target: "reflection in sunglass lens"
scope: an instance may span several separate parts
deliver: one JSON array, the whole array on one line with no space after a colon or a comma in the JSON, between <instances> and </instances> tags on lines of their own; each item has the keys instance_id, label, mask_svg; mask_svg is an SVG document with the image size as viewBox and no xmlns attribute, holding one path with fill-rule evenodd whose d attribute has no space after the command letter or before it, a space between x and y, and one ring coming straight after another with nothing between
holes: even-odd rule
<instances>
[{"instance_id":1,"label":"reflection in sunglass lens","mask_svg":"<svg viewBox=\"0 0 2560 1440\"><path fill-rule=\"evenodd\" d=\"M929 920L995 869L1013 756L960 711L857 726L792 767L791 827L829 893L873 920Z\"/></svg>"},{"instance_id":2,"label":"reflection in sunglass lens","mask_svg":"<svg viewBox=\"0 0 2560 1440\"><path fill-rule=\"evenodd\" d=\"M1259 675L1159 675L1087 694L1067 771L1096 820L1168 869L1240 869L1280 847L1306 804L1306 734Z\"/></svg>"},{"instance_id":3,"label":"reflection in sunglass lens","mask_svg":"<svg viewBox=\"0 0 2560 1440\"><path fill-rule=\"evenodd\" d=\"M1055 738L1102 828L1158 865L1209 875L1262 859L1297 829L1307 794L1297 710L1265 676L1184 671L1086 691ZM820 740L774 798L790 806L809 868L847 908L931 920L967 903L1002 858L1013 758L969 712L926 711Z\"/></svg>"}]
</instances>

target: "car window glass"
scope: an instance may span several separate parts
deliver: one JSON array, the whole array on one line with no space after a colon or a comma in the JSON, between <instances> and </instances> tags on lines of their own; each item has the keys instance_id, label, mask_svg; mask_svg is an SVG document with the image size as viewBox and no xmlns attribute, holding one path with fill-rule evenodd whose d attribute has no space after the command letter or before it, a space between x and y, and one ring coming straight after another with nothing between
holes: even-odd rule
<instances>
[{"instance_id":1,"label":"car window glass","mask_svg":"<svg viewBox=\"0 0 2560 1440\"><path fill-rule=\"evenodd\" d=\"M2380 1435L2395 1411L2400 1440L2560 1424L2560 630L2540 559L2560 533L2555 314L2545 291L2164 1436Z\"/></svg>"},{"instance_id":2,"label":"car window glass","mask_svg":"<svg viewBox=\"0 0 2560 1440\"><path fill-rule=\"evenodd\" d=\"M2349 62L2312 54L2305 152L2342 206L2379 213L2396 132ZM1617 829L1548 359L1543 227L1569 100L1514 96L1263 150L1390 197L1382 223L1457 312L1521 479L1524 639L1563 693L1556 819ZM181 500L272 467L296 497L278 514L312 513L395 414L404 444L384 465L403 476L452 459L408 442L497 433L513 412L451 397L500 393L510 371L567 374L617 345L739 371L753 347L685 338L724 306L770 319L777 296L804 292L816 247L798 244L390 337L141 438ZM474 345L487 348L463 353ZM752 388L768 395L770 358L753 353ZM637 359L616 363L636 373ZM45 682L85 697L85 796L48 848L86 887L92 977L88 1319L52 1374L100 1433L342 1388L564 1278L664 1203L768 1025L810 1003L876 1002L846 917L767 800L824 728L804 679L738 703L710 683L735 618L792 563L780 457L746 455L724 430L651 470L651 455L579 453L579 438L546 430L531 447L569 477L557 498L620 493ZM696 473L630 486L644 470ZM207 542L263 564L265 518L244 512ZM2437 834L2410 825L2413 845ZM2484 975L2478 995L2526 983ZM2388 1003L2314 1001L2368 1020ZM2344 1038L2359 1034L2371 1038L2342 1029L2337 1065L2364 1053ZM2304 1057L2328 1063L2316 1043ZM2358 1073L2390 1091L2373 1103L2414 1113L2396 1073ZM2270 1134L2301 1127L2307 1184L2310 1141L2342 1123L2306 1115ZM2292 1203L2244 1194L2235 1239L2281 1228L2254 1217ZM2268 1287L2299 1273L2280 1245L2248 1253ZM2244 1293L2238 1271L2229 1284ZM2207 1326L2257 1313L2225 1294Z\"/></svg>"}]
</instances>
--- --- ---
The task: Wherever the word "target" occurs in the data, copy that whole line.

Response box:
target: "reflection in sunglass lens"
target: "car window glass"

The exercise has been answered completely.